The Games, Learning, and Society group is a collection of academic researchers, interactive media (or game) developers, and government and industry leaders who investigate how this medium operates, how it can be used to transform how we learn, and what this means for society. As such we seek to understand what cognitive work goes into playing Zelda, World of Warcraft, or Civilization, how these design features might be leveraged to improve learning via the design of learning systems, and how organizations such as schools will need to respond.
Based in the Educational Communications and Technology Program in Curriculum & Instruction, we have a particular interest in how games can address three primary educational needs. Specifically helping students to:
- Develop complex, academic language in and out of schools, something our current educational system fails to do for many students.
- Think innovatively and creatively in science and technology.
- Become "tech-savvy" consumers and producers of knowledge with technology.
GLS studies and builds learning systems - which we look at as social practices connected with technology. This ranges from designing curriculum around games like World of Warcraft to teach technology literacy practices, to designing interactive learning systems to teach high school biology. Our core competence is in understanding how games work, and how game mechanics might be used to produce learning - both in and out of schools. Across these projects our goals are not just to transmit content, but to enable learners to develop into competent, creative problem solvers who engage in meaningful social practices - and come to identify themselves as experts within a domain.

[Records provided]:
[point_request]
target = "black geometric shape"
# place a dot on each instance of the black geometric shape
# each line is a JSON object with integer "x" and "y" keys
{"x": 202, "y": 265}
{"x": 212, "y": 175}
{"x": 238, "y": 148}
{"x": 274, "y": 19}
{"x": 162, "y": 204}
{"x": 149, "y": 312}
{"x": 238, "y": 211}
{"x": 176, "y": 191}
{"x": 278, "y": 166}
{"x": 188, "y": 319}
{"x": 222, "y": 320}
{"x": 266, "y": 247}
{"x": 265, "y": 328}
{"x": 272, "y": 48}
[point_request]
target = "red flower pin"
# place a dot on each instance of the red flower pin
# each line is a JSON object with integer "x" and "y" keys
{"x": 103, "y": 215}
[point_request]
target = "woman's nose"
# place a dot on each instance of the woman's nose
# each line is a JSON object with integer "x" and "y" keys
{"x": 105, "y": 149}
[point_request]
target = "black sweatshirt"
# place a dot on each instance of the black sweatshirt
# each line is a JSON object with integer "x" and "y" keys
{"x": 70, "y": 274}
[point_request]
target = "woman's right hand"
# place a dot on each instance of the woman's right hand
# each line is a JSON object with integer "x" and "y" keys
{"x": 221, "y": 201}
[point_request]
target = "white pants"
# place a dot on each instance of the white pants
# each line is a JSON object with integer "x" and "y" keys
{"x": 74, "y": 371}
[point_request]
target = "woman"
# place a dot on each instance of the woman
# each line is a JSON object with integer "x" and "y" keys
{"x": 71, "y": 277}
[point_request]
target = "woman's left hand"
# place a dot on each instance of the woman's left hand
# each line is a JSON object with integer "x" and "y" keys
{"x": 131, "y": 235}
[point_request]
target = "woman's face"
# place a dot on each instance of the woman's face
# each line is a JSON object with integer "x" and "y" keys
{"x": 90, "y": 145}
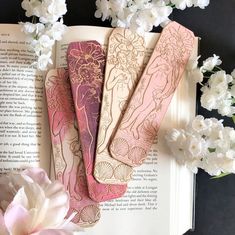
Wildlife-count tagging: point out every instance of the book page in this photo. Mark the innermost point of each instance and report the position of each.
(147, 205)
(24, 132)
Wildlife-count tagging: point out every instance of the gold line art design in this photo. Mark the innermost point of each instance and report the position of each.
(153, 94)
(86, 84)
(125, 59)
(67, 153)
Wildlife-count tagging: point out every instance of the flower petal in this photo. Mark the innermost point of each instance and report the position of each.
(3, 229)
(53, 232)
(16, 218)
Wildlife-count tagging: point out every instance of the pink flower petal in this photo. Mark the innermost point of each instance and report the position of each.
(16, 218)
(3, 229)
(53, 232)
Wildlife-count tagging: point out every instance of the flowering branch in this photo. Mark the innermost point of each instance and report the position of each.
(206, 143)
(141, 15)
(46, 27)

[Your instructions]: Return the passage about the Games, Learning, and Society group from "The Games, Learning, and" to "need to respond.", copied word for word.

[Task response]:
The Games, Learning, and Society group is a collection of academic researchers, interactive media (or game) developers, and government and industry leaders who investigate how this medium operates, how it can be used to transform how we learn, and what this means for society. As such we seek to understand what cognitive work goes into playing Zelda, World of Warcraft, or Civilization, how these design features might be leveraged to improve learning via the design of learning systems, and how organizations such as schools will need to respond.